PROVIDED DATA |
+ + + + +
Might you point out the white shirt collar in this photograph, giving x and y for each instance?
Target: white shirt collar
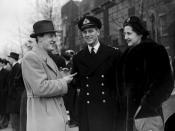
(95, 47)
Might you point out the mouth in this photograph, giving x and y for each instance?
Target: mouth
(52, 42)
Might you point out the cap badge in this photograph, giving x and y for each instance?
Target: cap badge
(86, 21)
(128, 20)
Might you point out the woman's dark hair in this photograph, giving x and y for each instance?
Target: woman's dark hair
(137, 26)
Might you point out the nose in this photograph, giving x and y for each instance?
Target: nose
(125, 36)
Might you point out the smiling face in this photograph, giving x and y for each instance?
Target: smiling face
(47, 41)
(131, 37)
(90, 36)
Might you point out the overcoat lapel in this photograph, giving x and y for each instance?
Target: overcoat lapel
(93, 62)
(48, 61)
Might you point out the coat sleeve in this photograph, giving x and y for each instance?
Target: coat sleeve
(160, 78)
(35, 77)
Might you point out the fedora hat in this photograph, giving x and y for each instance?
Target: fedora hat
(41, 27)
(14, 55)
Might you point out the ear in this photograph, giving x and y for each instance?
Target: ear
(98, 31)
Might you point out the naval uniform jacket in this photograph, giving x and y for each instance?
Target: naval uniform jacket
(3, 89)
(147, 78)
(96, 79)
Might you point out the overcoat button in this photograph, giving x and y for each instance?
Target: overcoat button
(104, 101)
(102, 84)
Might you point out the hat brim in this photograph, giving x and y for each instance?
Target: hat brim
(89, 26)
(34, 35)
(13, 57)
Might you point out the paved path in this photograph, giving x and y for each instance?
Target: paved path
(10, 129)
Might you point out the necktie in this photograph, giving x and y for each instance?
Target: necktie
(92, 51)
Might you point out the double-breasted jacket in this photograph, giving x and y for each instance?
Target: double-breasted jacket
(97, 80)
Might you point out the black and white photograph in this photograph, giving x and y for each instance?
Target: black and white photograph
(87, 65)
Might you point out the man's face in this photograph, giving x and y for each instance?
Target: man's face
(131, 37)
(90, 35)
(47, 41)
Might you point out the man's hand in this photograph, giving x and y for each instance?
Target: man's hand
(69, 78)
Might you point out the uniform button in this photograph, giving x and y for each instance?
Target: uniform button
(104, 101)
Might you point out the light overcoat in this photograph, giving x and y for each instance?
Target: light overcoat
(45, 88)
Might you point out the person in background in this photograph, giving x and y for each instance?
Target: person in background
(44, 83)
(146, 76)
(4, 116)
(96, 67)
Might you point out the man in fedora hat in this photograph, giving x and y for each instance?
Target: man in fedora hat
(15, 89)
(44, 83)
(96, 67)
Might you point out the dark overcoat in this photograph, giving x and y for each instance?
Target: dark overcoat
(15, 89)
(96, 79)
(147, 78)
(3, 90)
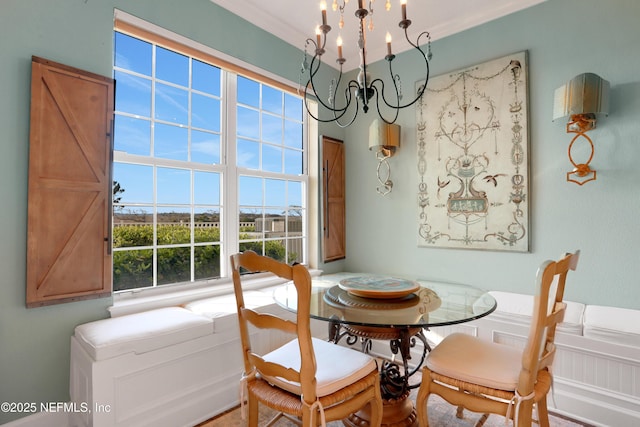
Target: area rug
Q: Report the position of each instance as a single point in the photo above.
(440, 414)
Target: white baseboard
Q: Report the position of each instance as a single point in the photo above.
(41, 419)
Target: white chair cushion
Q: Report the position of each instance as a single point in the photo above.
(473, 360)
(337, 367)
(612, 324)
(141, 332)
(518, 308)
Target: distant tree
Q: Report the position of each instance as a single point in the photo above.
(117, 191)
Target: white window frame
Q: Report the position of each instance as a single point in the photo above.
(152, 297)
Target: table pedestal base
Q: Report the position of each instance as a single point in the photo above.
(395, 413)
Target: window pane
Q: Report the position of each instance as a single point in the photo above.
(132, 269)
(248, 92)
(248, 123)
(136, 181)
(174, 186)
(294, 222)
(293, 134)
(250, 224)
(250, 189)
(205, 78)
(294, 193)
(271, 129)
(174, 265)
(257, 247)
(207, 262)
(205, 112)
(132, 136)
(172, 104)
(271, 158)
(133, 94)
(133, 228)
(275, 249)
(205, 147)
(275, 192)
(295, 250)
(248, 155)
(206, 225)
(206, 188)
(132, 54)
(292, 107)
(171, 142)
(172, 67)
(293, 162)
(272, 100)
(174, 226)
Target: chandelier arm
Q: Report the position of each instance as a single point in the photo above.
(312, 73)
(380, 94)
(422, 89)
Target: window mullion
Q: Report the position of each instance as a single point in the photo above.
(230, 188)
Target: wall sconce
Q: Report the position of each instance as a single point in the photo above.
(582, 99)
(384, 138)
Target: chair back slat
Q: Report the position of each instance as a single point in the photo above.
(273, 369)
(268, 321)
(549, 310)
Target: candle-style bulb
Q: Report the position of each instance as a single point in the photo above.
(323, 8)
(388, 40)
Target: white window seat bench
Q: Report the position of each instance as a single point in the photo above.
(181, 365)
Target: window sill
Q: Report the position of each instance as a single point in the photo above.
+ + + + +
ASSIGNMENT | Retype all of the material above exactly; the pictures stay out.

RESULT |
Might you point out the white shirt collar in this photograph, giving x and y for each instance?
Target: white shirt collar
(95, 47)
Might you point out the mouth in this photograph, giving x and y for each instance?
Target: mouth
(52, 42)
Might you point out the cap badge in this photograph, giving x and y for each instance?
Target: cap badge
(86, 21)
(128, 20)
Might you point out the woman's dark hair in this photograph, giving x and y for each instance?
Target: woman's dark hair
(137, 26)
Might you point out the nose in this photograph, giving x and y for each instance?
Target: nose
(125, 36)
Might you point out the smiling face in this photograph, giving x and y for each instance?
Target: smiling face
(47, 41)
(131, 37)
(90, 36)
Might you point out the overcoat lapel in this photograph, giving x and y for each instance?
Target: overcoat lapel
(93, 62)
(48, 61)
Might you point out the coat sleeve in this photograph, giving x and y for each instance?
Target: coat sleeve
(160, 78)
(35, 77)
Might you point out the fedora hat in this photograph, giving x and y for each instance?
Target: fedora hat
(41, 27)
(14, 55)
Might you point out the ear in this photograph, giving x and y for each instance?
Target: ear
(98, 31)
Might you point out the naval uniform jacket in this photograph, giving x and y for each instance?
Target: naval uniform jacket
(3, 89)
(147, 78)
(96, 79)
Might you point out the overcoat button in this photograph, giving x and y for each instance?
Target: overcoat button
(104, 101)
(102, 84)
Might you point out the hat brim in this photograph, giving x and y for each instance?
Target: hat brim
(89, 26)
(34, 35)
(13, 57)
Might you point out the paved path in this photograph, giving x and y for each instance?
Target: paved path
(10, 129)
Might you point out the necktie in this photograph, giving x and y for each instance?
Target: necktie
(92, 51)
Might you point out the double-breasted jacket in this photograph, giving x and y for each instance?
Target: double-breasted jacket
(97, 80)
Might you point out the black and white photograph in this photograph, giving x and y for each instance?
Target: black and white photograph
(87, 65)
Might you point out the man's face in this photograph, giving x and y for each instance?
Target: man's face
(131, 37)
(90, 35)
(47, 41)
Might you point out the man's hand in this photograph, giving x and y for each instance?
Target: man's hand
(69, 78)
Might you point out the uniform button in this photograph, giving x and y for each instance?
Target: uniform button
(104, 101)
Might you point out the light overcoat in this photograph, giving x and y for each instance?
Target: light overcoat
(45, 88)
Might you point out the person in background in this photograph, giving x and y for each instance?
Target: person in background
(44, 83)
(146, 76)
(4, 116)
(96, 67)
Might you point out the man in fedora hat in this photograph, giving x and y for each instance?
Target: man in fedora hat
(15, 89)
(44, 83)
(96, 67)
Might you point out the dark overcoat in this photograph, giving x and y for each instance?
Target: dark overcoat
(15, 89)
(96, 79)
(147, 78)
(3, 90)
Target: area rug
Q: Report the position of each instance as a single point in the photo above.
(440, 414)
Target: white baseboard
Q: Report the position of each instance as a single point in the photo above.
(41, 419)
Target: white chair cushion
Q: Report the position of each instance as a single point in the photo above.
(473, 360)
(337, 367)
(612, 324)
(141, 332)
(518, 308)
Target: distant tree
Q: Report the position of each instance as a single point in the photo above.
(117, 191)
Target: white window frame
Q: Report the position of each instance as a single point in the photo above.
(152, 297)
Target: table pedestal base
Q: Report the position of each instance as a single point in the photo above.
(395, 413)
Target: window pane
Q: Report the position of each instance as a single point in the photo above.
(132, 269)
(248, 92)
(248, 123)
(136, 181)
(174, 186)
(294, 222)
(293, 134)
(250, 224)
(250, 189)
(205, 78)
(294, 193)
(271, 129)
(174, 265)
(257, 247)
(207, 262)
(205, 112)
(132, 136)
(172, 104)
(271, 158)
(133, 94)
(133, 228)
(275, 249)
(205, 147)
(275, 192)
(295, 250)
(248, 155)
(206, 225)
(206, 188)
(132, 54)
(292, 107)
(171, 142)
(172, 67)
(293, 162)
(272, 100)
(174, 226)
Target: chandelier arm
Q: Report the position of each instance as a single point in the photo above.
(312, 73)
(380, 94)
(422, 89)
Target: window mullion
Q: Report the position of each instance as a single point in the photo above.
(230, 188)
Target: wall sconce
Q: Report the position of each instance as a single point in the photo above.
(582, 99)
(384, 138)
Target: chair back slat
Q: Report the position of each instance as a single point in the photo above.
(273, 369)
(268, 321)
(549, 310)
Target: candle-style bulb
Q: Report the position of each instance as a single point in the photo above.
(323, 8)
(388, 40)
Target: white window seat bench
Q: Report the position of each instance as a single point in the photo above.
(181, 365)
Target: window sill
Q: Report the position of each instance as a single point in the photo above.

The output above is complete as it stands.